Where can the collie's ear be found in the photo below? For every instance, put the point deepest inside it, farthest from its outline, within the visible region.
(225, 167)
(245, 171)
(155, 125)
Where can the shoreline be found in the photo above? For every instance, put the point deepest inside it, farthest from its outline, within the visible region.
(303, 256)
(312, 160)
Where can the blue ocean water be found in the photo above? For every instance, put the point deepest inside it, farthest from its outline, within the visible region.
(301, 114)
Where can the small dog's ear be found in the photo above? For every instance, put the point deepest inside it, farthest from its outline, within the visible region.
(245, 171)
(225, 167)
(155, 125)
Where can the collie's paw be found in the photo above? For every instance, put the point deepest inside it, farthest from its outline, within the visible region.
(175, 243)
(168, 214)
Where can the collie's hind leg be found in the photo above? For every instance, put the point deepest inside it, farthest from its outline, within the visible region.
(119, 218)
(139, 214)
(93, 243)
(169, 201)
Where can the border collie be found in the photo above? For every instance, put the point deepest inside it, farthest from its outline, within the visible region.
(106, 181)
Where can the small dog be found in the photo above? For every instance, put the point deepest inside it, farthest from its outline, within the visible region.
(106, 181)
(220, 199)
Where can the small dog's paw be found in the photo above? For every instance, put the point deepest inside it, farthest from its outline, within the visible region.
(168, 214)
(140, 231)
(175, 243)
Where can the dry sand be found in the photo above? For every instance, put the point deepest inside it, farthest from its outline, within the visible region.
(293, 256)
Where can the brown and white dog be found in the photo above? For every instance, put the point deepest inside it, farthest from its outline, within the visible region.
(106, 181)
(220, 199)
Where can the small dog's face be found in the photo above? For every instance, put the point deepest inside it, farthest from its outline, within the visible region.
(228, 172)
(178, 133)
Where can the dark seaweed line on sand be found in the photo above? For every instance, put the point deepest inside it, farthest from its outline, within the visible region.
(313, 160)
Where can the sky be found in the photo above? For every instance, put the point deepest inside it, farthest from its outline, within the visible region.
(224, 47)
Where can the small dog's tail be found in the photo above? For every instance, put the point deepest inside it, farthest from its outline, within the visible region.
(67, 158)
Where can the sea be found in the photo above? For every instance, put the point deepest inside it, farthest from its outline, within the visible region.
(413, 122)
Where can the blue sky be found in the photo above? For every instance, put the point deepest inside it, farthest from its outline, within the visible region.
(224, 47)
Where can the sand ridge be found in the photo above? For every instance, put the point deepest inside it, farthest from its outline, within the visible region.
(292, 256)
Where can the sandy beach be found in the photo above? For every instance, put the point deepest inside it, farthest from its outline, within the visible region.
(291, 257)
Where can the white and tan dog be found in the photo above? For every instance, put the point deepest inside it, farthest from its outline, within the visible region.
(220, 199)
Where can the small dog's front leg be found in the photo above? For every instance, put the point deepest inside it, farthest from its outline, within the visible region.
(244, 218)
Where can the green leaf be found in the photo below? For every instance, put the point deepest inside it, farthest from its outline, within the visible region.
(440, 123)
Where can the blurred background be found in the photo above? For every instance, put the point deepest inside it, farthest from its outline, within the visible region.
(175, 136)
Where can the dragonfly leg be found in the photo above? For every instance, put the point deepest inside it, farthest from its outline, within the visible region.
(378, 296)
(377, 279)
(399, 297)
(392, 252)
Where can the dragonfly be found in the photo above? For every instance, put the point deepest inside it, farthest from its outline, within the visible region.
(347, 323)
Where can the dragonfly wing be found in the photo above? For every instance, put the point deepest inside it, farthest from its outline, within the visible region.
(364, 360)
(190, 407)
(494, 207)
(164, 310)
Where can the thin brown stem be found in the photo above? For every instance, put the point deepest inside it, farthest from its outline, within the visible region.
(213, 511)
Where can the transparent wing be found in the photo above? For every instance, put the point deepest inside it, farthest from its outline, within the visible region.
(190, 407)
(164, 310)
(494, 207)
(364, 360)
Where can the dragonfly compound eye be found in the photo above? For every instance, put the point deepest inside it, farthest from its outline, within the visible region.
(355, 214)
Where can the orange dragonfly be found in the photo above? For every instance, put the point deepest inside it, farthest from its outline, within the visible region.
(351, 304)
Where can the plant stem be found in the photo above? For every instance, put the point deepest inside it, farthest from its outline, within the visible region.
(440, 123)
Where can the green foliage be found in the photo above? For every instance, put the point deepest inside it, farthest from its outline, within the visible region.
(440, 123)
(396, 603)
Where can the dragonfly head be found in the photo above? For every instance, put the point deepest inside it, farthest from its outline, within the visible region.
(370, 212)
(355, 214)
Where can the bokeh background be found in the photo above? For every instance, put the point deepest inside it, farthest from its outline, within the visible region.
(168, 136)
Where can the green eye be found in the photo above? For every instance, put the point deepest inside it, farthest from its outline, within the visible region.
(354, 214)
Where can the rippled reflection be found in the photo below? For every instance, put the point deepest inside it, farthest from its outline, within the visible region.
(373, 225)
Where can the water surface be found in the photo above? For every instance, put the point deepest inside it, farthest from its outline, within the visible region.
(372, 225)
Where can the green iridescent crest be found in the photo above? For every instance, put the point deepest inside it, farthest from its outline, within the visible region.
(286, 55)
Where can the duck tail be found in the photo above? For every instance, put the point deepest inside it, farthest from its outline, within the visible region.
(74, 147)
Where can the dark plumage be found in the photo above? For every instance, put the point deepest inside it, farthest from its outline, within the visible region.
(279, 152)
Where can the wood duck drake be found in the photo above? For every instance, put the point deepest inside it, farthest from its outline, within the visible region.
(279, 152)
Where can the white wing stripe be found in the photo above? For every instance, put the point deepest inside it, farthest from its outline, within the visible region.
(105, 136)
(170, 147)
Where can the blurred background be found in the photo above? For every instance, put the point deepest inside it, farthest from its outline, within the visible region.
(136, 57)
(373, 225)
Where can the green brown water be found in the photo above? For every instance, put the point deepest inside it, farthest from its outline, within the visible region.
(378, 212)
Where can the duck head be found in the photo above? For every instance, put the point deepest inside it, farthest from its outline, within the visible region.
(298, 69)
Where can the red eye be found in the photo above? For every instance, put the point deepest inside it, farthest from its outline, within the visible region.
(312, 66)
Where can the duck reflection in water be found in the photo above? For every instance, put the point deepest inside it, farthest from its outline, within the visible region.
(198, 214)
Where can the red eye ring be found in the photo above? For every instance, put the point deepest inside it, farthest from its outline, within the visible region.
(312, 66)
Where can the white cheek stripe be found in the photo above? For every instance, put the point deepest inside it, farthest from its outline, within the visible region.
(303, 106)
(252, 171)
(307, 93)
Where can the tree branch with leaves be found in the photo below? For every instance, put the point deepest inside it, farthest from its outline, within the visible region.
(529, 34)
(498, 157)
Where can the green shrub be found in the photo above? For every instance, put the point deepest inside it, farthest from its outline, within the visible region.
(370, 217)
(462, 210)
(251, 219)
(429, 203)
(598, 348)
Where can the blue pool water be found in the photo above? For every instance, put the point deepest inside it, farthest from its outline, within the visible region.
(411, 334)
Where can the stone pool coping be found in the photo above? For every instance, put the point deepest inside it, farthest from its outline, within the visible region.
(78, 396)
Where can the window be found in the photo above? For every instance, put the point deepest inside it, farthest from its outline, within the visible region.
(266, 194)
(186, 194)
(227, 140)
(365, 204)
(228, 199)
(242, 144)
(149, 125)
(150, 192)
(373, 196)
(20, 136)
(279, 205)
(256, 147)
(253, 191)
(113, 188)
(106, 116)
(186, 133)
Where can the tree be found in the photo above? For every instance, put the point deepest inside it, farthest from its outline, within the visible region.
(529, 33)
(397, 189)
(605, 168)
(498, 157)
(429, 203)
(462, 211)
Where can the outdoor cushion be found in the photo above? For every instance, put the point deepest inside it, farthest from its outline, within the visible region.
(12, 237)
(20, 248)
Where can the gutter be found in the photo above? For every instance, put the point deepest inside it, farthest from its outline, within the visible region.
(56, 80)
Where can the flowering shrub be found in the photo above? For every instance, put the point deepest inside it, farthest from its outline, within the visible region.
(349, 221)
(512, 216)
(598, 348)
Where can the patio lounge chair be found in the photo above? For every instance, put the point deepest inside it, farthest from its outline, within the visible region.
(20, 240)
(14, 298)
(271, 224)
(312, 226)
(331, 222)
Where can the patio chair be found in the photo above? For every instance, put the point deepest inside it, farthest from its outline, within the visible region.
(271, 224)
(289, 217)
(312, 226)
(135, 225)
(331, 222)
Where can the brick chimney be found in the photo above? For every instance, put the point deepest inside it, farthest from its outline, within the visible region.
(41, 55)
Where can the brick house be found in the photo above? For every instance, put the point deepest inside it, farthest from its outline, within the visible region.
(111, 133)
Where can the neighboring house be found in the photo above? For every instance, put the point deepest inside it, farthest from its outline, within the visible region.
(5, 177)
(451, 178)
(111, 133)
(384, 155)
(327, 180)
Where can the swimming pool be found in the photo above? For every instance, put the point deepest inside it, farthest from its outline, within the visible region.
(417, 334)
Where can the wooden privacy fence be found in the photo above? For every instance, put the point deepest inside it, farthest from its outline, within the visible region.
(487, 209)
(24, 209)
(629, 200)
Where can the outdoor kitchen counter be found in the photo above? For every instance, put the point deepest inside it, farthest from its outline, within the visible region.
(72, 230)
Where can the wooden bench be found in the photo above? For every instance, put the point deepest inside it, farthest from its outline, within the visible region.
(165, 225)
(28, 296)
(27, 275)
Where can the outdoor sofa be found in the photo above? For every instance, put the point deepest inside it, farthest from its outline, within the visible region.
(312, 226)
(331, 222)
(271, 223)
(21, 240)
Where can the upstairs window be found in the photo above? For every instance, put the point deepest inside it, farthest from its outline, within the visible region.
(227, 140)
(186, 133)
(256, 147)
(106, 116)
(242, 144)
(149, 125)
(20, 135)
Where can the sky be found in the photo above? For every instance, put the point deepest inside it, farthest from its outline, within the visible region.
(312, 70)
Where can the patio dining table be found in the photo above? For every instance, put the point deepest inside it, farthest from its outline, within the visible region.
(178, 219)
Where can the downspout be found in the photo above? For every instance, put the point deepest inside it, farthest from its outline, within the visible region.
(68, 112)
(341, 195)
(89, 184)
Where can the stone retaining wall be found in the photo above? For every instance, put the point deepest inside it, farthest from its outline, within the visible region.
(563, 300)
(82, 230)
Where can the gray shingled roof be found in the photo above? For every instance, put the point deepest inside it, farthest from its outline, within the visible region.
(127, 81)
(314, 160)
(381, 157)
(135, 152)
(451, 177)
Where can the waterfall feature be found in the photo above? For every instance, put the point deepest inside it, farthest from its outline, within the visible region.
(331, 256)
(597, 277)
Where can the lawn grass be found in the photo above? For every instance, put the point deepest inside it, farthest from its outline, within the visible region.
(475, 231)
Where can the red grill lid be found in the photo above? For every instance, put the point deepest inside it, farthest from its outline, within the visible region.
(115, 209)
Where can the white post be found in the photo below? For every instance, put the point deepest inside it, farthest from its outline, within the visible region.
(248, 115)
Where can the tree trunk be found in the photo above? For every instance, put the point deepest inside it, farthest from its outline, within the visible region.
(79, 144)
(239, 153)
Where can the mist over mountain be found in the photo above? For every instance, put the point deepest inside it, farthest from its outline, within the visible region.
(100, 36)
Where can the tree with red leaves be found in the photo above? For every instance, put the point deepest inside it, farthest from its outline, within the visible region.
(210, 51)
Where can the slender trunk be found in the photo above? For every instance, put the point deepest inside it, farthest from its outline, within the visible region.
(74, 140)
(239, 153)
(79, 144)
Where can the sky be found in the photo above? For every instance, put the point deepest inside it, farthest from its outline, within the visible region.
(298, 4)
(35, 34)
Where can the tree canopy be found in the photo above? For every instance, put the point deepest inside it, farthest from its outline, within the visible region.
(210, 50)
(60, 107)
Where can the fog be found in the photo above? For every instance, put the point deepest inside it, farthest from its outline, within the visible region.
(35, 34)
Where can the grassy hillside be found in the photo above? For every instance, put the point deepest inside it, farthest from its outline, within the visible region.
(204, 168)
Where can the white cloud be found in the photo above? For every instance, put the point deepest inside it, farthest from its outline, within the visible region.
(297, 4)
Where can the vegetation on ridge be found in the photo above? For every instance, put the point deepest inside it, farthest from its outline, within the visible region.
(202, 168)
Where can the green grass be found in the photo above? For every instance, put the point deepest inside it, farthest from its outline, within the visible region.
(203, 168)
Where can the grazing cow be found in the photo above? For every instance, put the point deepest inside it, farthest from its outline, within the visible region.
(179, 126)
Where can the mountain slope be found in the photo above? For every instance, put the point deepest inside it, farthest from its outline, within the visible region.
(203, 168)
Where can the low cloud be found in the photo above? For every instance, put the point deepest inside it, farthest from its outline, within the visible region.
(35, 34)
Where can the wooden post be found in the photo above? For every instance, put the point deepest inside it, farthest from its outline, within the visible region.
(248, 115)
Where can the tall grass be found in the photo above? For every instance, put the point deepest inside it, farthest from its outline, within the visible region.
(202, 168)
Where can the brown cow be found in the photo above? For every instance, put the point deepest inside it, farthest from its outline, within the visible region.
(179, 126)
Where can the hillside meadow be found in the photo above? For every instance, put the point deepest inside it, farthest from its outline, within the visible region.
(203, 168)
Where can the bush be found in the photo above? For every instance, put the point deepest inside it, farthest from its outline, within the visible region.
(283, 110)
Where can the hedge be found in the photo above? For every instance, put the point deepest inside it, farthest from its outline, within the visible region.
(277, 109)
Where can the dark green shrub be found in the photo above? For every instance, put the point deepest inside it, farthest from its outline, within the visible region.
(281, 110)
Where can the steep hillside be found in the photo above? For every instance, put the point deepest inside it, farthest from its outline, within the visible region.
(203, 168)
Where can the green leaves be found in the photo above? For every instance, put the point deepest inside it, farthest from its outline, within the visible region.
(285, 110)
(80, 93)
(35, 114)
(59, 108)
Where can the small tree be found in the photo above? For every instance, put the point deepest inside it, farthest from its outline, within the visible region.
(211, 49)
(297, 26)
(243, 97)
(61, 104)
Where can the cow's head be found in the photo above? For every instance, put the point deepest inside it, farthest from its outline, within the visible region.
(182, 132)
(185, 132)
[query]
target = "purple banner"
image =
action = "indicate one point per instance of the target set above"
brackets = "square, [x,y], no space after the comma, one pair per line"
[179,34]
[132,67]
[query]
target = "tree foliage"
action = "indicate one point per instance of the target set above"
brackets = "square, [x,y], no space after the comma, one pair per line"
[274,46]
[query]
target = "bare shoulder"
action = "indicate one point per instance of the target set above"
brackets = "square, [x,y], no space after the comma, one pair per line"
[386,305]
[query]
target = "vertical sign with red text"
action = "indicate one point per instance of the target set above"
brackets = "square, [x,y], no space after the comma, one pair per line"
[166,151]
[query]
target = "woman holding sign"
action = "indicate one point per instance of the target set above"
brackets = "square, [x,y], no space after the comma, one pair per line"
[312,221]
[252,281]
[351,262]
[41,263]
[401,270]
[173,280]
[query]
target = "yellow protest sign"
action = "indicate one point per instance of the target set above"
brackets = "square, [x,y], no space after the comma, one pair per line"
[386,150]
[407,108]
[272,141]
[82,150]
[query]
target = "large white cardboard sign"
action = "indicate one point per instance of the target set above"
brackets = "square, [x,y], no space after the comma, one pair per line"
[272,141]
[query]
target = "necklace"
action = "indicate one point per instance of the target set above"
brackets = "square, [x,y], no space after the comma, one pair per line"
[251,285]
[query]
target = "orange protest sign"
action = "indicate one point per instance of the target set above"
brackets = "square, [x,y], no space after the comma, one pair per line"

::::

[Work required]:
Pick each line holding "protest" out of the entries above and return it.

[Expected output]:
target = "yellow protest sign"
target = "orange protest sign"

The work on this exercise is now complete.